Extract each line of the material below that contains the string "guard". The match is case-sensitive.

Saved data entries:
************
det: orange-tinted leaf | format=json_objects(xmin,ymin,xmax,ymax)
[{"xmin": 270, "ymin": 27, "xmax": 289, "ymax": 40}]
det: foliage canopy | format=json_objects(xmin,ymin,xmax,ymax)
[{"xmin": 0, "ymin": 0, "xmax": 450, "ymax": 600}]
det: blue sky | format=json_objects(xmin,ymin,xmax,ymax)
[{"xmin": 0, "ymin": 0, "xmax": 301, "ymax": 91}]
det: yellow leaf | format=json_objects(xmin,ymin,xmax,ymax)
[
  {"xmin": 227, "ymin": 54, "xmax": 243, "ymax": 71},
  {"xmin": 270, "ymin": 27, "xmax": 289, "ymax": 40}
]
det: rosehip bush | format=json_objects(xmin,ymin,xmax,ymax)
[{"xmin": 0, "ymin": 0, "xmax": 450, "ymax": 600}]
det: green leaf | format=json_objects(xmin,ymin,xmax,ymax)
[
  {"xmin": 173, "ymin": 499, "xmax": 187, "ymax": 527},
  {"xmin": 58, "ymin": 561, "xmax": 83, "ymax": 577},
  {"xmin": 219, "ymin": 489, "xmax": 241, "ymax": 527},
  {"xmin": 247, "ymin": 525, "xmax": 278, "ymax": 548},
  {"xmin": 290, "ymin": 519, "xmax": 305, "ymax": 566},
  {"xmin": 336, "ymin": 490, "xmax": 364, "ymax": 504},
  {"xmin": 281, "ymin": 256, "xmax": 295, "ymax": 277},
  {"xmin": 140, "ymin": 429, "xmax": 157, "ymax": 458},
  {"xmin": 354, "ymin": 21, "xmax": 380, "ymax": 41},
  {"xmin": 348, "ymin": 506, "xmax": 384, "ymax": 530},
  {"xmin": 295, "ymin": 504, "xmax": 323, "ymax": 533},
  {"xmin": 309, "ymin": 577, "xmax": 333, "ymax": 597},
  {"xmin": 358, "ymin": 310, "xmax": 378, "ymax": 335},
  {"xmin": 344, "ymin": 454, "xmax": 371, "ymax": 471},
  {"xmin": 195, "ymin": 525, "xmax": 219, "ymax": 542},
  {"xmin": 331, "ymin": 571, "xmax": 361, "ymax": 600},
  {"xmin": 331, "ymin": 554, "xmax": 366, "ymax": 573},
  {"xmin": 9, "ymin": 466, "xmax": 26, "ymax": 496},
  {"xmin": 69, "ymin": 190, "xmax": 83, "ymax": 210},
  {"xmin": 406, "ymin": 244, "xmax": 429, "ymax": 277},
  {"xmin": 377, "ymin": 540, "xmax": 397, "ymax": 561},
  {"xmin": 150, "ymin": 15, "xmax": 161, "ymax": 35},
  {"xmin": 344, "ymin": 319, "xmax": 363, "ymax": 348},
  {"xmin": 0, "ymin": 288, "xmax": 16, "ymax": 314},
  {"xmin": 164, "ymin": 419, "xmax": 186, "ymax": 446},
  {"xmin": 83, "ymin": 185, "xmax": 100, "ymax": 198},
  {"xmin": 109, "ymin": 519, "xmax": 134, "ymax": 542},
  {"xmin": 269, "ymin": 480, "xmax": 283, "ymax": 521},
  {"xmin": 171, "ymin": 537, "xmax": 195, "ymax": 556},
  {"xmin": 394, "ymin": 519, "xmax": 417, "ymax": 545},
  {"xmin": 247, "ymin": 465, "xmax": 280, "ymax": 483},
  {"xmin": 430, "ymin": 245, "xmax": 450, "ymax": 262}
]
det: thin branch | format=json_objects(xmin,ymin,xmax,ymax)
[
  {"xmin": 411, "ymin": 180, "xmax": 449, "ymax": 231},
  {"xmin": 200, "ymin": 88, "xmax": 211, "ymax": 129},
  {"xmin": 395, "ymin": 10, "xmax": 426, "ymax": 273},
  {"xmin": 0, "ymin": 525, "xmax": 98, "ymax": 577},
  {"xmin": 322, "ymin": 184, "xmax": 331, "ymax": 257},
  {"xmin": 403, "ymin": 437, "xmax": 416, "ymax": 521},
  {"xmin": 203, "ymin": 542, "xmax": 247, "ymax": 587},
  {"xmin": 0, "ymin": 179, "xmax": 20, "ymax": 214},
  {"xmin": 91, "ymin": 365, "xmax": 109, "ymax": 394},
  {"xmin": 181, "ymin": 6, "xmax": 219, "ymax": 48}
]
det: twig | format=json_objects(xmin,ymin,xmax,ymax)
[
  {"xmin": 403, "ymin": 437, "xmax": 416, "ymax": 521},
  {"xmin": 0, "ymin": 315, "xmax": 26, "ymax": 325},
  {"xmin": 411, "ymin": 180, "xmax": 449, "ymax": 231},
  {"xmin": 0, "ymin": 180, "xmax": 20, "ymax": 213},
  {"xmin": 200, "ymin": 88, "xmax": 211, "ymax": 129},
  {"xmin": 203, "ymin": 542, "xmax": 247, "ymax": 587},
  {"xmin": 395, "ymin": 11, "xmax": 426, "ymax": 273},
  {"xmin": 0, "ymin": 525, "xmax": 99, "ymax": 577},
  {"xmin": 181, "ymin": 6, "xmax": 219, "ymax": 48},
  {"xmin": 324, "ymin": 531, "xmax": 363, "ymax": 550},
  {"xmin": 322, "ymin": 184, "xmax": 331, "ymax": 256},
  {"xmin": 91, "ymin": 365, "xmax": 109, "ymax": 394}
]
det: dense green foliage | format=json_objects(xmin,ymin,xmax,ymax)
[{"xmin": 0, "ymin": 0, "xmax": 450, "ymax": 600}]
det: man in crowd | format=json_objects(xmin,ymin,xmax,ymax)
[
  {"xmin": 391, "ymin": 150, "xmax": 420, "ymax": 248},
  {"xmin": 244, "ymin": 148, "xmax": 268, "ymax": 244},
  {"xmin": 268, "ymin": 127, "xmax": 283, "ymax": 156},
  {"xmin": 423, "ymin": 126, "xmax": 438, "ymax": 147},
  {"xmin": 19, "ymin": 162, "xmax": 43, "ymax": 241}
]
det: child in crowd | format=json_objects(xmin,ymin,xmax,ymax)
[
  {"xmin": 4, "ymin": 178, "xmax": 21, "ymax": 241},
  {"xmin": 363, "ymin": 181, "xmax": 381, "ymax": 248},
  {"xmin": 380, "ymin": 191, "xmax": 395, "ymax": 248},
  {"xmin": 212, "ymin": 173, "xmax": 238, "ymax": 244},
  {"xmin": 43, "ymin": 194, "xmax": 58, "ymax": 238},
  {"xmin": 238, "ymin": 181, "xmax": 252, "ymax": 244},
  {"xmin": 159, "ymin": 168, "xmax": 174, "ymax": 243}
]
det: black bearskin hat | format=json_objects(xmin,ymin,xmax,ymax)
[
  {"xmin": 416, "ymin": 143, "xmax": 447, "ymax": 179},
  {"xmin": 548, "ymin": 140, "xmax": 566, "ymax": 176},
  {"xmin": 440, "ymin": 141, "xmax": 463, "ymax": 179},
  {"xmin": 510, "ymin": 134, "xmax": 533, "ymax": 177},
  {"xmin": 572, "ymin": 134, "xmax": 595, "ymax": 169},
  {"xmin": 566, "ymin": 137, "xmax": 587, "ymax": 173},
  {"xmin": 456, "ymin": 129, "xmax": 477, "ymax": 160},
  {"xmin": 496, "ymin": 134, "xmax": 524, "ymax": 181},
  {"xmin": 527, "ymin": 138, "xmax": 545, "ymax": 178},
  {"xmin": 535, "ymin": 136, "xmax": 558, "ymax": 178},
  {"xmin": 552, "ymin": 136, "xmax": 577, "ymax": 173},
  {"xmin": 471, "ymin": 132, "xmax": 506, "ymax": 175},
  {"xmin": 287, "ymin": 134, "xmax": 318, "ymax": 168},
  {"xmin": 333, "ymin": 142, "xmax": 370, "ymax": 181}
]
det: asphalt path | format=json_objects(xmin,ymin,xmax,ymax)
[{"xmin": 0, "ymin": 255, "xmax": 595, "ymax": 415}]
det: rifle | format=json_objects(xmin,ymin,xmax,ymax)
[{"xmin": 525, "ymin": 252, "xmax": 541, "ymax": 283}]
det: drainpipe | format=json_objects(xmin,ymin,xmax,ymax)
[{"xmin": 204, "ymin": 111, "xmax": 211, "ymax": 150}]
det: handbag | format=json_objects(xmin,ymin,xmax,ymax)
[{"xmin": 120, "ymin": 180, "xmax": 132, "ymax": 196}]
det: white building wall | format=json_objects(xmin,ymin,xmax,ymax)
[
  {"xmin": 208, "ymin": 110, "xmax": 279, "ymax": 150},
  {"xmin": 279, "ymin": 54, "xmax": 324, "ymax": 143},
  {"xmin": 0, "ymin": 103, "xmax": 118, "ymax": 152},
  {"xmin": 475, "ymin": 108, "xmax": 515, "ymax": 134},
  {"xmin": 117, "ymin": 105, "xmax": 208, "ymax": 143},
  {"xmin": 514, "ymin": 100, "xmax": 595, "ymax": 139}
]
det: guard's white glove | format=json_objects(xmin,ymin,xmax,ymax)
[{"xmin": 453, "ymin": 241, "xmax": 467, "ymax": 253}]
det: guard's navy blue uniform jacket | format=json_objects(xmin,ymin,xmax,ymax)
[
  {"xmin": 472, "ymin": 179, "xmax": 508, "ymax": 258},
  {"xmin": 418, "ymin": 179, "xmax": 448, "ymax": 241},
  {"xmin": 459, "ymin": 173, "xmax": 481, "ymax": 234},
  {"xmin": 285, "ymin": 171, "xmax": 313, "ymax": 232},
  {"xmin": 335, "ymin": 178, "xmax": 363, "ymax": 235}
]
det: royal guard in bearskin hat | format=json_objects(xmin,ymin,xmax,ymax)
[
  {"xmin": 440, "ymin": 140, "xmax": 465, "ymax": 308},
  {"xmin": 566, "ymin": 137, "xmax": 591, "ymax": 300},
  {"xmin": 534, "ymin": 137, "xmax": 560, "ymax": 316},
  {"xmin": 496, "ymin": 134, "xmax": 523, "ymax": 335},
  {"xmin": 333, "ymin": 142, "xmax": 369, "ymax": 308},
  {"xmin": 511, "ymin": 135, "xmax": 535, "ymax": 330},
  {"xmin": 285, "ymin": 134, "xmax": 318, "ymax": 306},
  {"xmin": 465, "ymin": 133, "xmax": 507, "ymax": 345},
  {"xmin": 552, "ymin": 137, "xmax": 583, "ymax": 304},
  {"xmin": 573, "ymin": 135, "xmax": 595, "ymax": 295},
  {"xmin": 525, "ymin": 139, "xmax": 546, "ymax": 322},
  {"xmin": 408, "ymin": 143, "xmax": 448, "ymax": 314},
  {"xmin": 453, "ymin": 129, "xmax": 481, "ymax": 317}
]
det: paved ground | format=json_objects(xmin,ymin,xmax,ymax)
************
### The result
det: guard's white glove | format=json_objects(xmin,ymin,xmax,ymax)
det: guard's navy blue uniform jacket | format=json_objects(xmin,ymin,xmax,ymax)
det: royal guard in bearskin hat | format=json_objects(xmin,ymin,xmax,ymax)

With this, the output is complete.